▸ **The data**
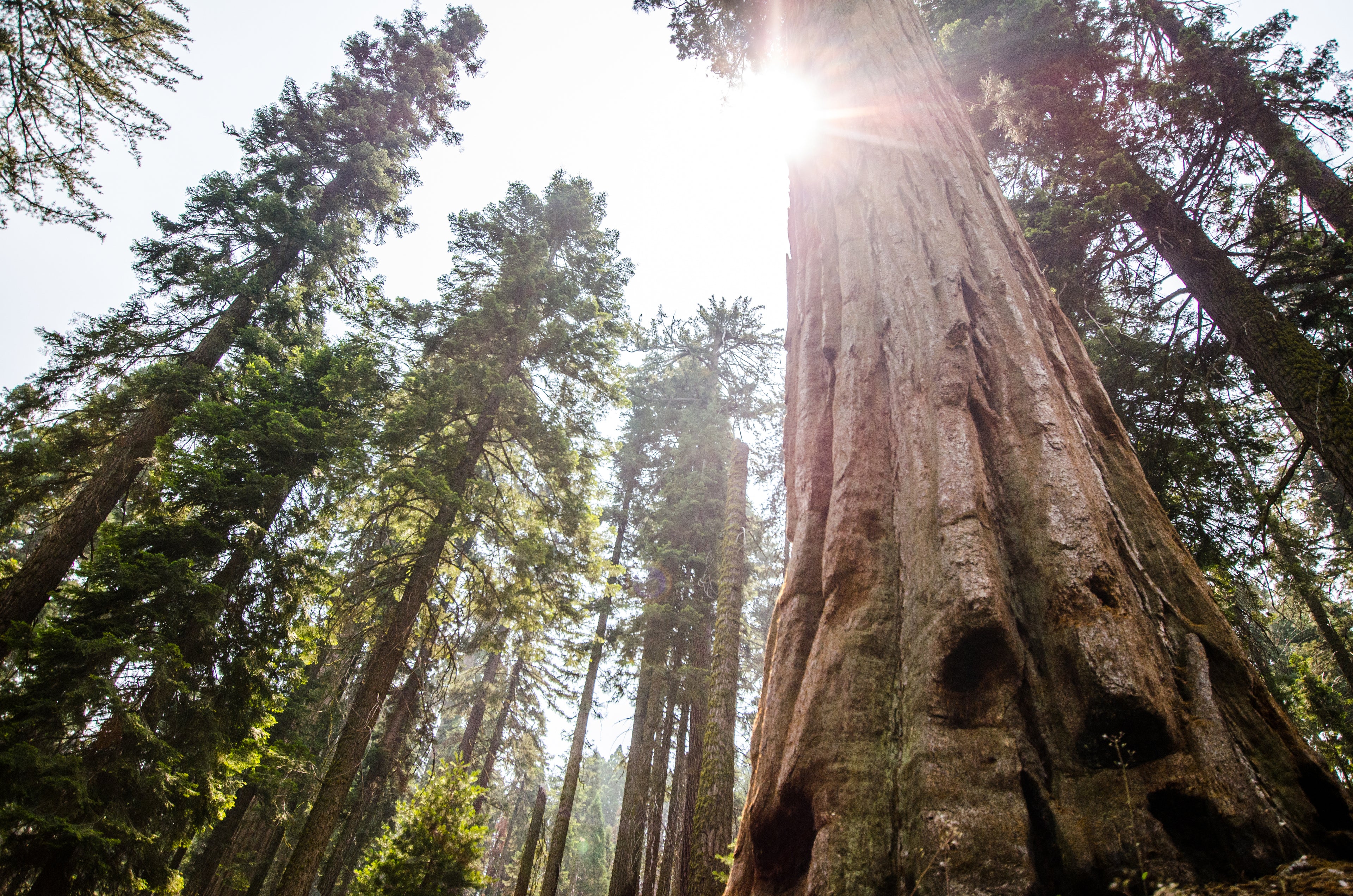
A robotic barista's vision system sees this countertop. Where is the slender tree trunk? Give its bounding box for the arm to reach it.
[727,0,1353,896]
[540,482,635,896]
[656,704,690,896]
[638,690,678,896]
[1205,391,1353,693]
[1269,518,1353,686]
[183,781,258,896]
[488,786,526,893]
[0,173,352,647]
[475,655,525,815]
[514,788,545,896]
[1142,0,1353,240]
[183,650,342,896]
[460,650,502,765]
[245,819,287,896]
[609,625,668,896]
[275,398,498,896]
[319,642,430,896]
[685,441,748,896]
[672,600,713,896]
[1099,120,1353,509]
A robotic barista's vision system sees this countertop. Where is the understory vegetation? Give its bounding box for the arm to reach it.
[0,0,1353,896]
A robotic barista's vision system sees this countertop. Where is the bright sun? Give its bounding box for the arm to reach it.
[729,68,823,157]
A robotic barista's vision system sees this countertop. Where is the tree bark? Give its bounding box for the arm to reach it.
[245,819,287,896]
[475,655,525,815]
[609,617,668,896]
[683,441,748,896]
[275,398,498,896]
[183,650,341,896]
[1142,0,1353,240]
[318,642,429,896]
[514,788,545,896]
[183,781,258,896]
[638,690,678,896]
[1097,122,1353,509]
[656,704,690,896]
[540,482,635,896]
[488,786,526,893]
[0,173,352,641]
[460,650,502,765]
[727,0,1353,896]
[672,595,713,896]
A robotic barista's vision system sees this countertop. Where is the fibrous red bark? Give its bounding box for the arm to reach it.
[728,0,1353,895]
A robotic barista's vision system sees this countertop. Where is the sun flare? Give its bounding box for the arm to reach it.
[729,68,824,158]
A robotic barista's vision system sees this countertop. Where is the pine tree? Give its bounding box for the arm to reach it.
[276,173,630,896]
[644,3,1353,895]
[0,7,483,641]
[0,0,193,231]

▸ **To be done**
Scale the data from the line containing "is the fibrous" through its final line, both included, and give only those lines. Copy each request unchanged, but multiply every bounding box coordinate in the answers by 1.15 and round to whole numbers, with halves rounded up.

▸ **Answer for the task**
A robotic barista's vision system sees this countertop. Where is the fibrous red bark? Give its bounding box for the arm to reach it.
[837,0,1556,1029]
A robotic barista's vision system sees this countertop. Where is the sun flare? Give its bounding box for the arm to reach it.
[838,78,948,182]
A robotic barista's vision system sees this countertop. Where is the pine tree? Give its bounding box for the arm to reach it.
[317,199,725,1030]
[741,3,1556,1029]
[0,8,555,737]
[0,0,222,266]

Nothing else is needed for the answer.